**Task brief**
Rewrite the entries starting at the line containing "plant in the histology slide image provided." and continuing through the end of the entries. Put "technician" in place of "pathologist" and change nothing else.

(Saved data entries)

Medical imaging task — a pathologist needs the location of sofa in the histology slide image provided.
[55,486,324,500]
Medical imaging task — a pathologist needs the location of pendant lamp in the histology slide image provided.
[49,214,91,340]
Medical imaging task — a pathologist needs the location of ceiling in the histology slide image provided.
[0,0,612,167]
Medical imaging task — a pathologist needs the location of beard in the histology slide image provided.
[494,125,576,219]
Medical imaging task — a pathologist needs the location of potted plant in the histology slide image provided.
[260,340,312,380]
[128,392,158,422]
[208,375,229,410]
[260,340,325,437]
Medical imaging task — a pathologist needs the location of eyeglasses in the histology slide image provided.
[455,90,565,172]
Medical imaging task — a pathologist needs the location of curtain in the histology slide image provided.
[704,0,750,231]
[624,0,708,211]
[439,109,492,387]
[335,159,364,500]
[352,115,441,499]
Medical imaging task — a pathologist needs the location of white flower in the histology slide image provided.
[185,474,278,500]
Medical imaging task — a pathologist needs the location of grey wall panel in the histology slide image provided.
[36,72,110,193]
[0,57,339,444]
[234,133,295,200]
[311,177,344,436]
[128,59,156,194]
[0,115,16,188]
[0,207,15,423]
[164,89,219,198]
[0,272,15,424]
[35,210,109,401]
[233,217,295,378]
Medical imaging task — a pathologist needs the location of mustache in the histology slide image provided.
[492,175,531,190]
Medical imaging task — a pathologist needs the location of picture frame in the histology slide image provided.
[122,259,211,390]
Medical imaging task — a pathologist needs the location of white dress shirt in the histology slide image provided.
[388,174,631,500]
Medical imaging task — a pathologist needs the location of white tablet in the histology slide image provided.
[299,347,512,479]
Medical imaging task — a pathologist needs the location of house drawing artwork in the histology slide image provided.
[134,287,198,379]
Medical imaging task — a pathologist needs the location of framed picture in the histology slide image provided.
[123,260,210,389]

**Task response**
Medical imaging task — a technician needs the location of potted plant in the histology slide image provided.
[260,340,312,380]
[128,392,158,422]
[208,375,229,410]
[260,340,325,437]
Medical imaging task — a technician needs the location of eyeglasses in the histology slide image provided.
[455,90,565,172]
Medical imaging task — a technician needs the location of curtain in the histology slide image provided.
[704,0,750,231]
[624,0,708,211]
[439,109,492,387]
[335,159,364,500]
[352,115,441,499]
Medical imaging task — a technician needs the location of white flower in the histology slide image provided.
[185,474,278,500]
Medical imaging task — a technician needs the location of grey wall panel in the histology slide image provided.
[36,72,110,193]
[0,57,339,444]
[234,133,295,200]
[311,177,344,436]
[128,59,156,194]
[0,115,16,188]
[0,207,15,423]
[164,89,219,198]
[0,272,15,424]
[35,210,109,401]
[233,217,295,378]
Medical imaging task — a technician needs the location of mustache in the histology slide image provided.
[492,175,531,190]
Medical imaging task — a technician needs the location of picture frame in the histology slide image provided.
[122,259,211,390]
Medical imaging task — a technician needs the location of white dress shirt in the histology slide image provided.
[388,174,631,500]
Medical imaging task — a technician needs the location of white tablet in the histology slide image provided.
[299,347,512,479]
Medical imaging task — a technician needs the location of house drawing artwork in the histology slide image provided.
[134,287,198,379]
Medical imaging task — a technician needs the location of framed picture in the histology slide image provided.
[123,260,210,389]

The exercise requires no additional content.